#### PAGE TEXT
The Spanish Constitution was created in 1978 after Franco died when Spain became a so-called democracy. (Just want to mention that the Catalan Constitution was created in 1283, said here to be the oldest constitution, older even  than England's Magna Carta.)

Because it is unconstitutional there is no way to have a referendum to let people vote.  Voting would be illegal.  Catalunya separating from Spain is illegal.  It says so in the Constitution.   It’s carved in stone and Catalans can only hit their heads against that stone wall.  There is no other recourse, according to the Central Government in Madrid.  They’ve said the same for years, but now they are saying it daily and frankly, it’s making me dizzy.  I have no tolerance for going round and round – something about my ears.  It was a handicap when I used to dance.

But it seems that a large segment of the population of Catalunya, possibly a majority, want Independence and believe they should have the right to vote on it.  Now I ask you:  What would you think if, say, your country’s Constitution said that women were not allowed to vote.  Would you think that was appropriate in a democracy?  Would you think that maybe your Constitution needed to be revised?  If women started going to the polls would you send in the army?

How can a democracy say that a referendum is unconstitutional?  Voting is the key that makes a democracy a democracy, isn’t it?

Today Spain’s Vice President spoke to the press, as she does most days, and during the two or three minutes devoted to speaking of Catalunya, she uttered the word Constitution (and unconstitutional) eight or ten times.  A child could have understood her point.  She and others who are against it can utter those words as much as they like, the truth is that in a democracy a referendum SHOULD be legal, and if it isn’t, the laws should change so that it is.  But in spite of that stone wall, I believe Catalunya will find a way to let its citizens vote and I think that vote will lead to secession.  We shall see.

#### ASSIGNMENT 1
Summarize the piece on Catalonia's independence vote in two sentences.
#### ASSIGNMENT 2
According to the piece on Catalonia's independence vote, in what year was the Catalan Constitution created?
#### ASSIGNMENT 3
Carry on the piece about Catalonia's independence vote from the point where it stops.

#### GIVEN DATA
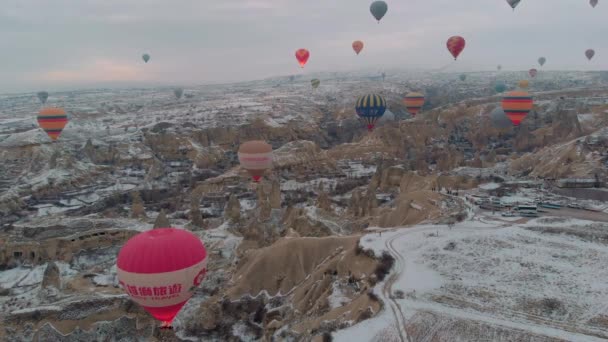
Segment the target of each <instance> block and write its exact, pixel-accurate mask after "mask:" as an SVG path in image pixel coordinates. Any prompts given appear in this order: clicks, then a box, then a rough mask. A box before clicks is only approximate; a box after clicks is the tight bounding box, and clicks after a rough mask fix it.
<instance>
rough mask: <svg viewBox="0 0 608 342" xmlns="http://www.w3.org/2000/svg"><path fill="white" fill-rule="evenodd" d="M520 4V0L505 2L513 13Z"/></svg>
mask: <svg viewBox="0 0 608 342" xmlns="http://www.w3.org/2000/svg"><path fill="white" fill-rule="evenodd" d="M520 2H521V0H507V3H508V4H509V6H511V8H513V10H514V11H515V7H517V5H519V3H520Z"/></svg>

#### TASK OUTPUT 1
Madrid's central government keeps saying that a referendum on Catalonia leaving Spain would be illegal under the 1978 Constitution, though a large part of Catalonia, possibly a majority, wants independence and the right to vote on it. The writer argues that in a democracy a referendum should be legal, or else the laws should change, and predicts that Catalonia will find a way to vote and that the vote will lead to secession.

#### TASK OUTPUT 2
1283.

#### TASK OUTPUT 3
Catalunya gaining its Independence, if that’s what Catalans want, is probably not impossible, whatever hurdles may be put in its way.  Walls can be scaled or one can take the long way around and still end up on the other side.  What is impossible is getting my criminal record (or certification that there isn’t one) from the U.S.  I need this to deal with my legal status here.  I sent in fingerprints (the only evidence they will accept) to the FBI last year and got a form back saying there were not discernible.   Since then I’ve been busy, but today I went again to the Mossos d'Esquadra (the Catalan National Police), the office here in Figueres, to see if they could do the prints better so that they would be discernible.

The Mosso (police agent) started inking and printing and couldn’t believe it when he saw the results.  My fingers have none of those circular lines.  He said that in all the eight years that he has been doing this work, he has never seen fingers as bad as mine at least never all ten fingers.  Thanks a lot.  This was the problem the last time.  The Mosso who did those a year ago said I could be a thief because no one would be able to identify my fingerprints.  I wish someone had told me this years ago!  I might have had a more affluent life.  Now, it may be amusing to the Mossos, but for me it is a great nuisance, a problem with no solution.  Without the criminal report I cannot complete the required process here.  This is not amusing.

Mossos d'Esquadra don’t usually provide fingerprinting services to the public.  But since the office in Barcelona had done the original prints that the FBI rejected (upon receipt of a letter from the US Consulate requesting the service; the form letter cost 40 euros, the Mossos spent 20 minutes and did the fingerprints for free), the agents here were willing to deal with me. 

Understanding my dilemma of being between a rock and a hard place with a problem that seems to have no solution, the two agents who were helping me this morning have called their headquarters in Barcelona to see if the chief will write or authorize a letter on my behalf explaining that my fingers will only produce prints that are not readable.  I’m not sure yet what I will do with that letter, but as far as I can figure, it’s the only tool I will have to work with.  Maybe someone at Immigration will understand the problem, give me the benefit of the doubt, and let me more forward.  Immigration is a department of the Spanish government.  Maybe they will tell me that my problem is unconstitutional.

Friday, September 14, 2012

One and a Half Million

One and a half million people marched for Catalan Independence in Barcelona on 11 September, Catalunya’s National Day, La Diada.  If I had gone, it would have been 1,500,001.

I would have liked to have gone in order to show my support.  But I’m not sorry I stayed home.  I show my support in other ways, ways that right now, I find more suitable.  The march was immensely crowded and in fact many of the people at the starting point never left it.  For three hours they were stuck there because there were so many people they couldn’t move.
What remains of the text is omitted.